■ **Given request**:
Every line below is to be copied exactly, with the pictures left out.
####
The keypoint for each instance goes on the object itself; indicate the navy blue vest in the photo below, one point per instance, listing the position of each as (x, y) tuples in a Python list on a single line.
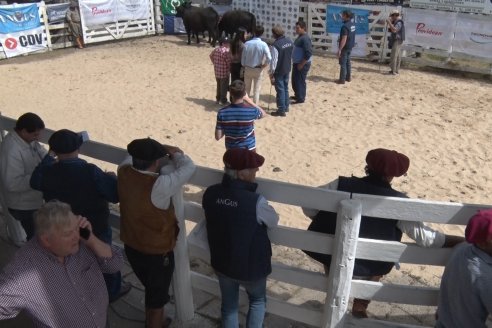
[(239, 246), (370, 227), (284, 47), (73, 183)]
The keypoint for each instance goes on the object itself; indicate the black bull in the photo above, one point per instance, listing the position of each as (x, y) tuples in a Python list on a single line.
[(197, 20)]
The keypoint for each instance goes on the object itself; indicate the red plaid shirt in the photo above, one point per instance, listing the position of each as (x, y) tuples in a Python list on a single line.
[(221, 59)]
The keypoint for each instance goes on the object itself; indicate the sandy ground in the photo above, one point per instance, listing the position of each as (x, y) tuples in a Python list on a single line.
[(163, 88)]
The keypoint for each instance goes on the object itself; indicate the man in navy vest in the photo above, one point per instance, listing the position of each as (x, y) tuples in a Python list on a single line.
[(280, 69), (382, 166), (84, 186), (345, 44), (237, 221)]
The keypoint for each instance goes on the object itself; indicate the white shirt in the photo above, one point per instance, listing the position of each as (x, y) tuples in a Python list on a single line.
[(419, 232)]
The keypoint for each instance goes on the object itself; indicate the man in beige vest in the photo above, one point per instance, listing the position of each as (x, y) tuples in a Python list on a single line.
[(148, 179)]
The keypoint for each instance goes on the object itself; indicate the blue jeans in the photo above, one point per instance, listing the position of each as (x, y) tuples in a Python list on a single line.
[(282, 88), (299, 81), (113, 280), (345, 66), (229, 288)]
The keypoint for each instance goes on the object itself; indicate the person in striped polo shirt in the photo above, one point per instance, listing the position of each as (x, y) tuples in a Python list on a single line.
[(237, 121)]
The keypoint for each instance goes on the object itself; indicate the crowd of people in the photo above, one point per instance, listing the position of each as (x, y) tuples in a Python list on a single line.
[(68, 271)]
####
■ **Exercise solution**:
The keypoint for each instance goes on the object itself; indicate the navy blue vest in the photo below, one point per instance, listing the position of each as (x, y) tuples in a Python list on a single line.
[(239, 246), (370, 227), (284, 47), (73, 183)]
The keypoint for each instance goes on the object itself; indicate the black bull in the photo above, one point per instance, listing the position of each as (x, y) tuples in a Python list on a single line.
[(197, 20)]
The keypoint for each instance goes on the object itself; indicate the red plaid shirt in the photo above, one point per instance, listing the position of each as (x, y) tuples in a Python list on a single line.
[(221, 59)]
The keypoint for each instance goes on the object itself; indicate the sandy ground in the photo above, one point per instance, listing the position of each as (x, y) tuples in a Python list on a single line.
[(163, 88)]
The keypoint for each instance goes on the object itself; indicate the man in navy vest in the photo above, one point per instance, listing the position of each as (x, y) tuples in a Python list on a single line.
[(280, 69), (382, 166), (84, 186), (345, 44), (237, 221)]
The keypoint for each instance goes on the object itself; indicate the white shirt in the photo above, one point per instance, listing the position of each as (x, y) tuples in a Python list on a single line.
[(419, 232)]
The keypoint for each instance goes on the object itself; indicate the man in beige vest in the photo above, one point per instance, listing the position of each as (x, y) tuples in a Python list on a single line.
[(148, 179)]
The keypoint for each instance goes on the object itself; indicate the blue jeans in the photo above, one point per instance, listing the position of each as (x, y) tuples in a Python list on a single line.
[(282, 88), (299, 81), (113, 280), (345, 66), (229, 288)]
The keypoint for each instance goes on the object itself; indicate the person in striped polo shirt in the photo above, one point per instance, listing the position of each as (x, y) tuples in a Python list on a single line.
[(237, 121)]
The keypoint for each instance goes on the object itself; indicate the crowd of people in the photo above, one point per instance, listing the position of each as (x, y) tuples in a Python list on a single line.
[(68, 271)]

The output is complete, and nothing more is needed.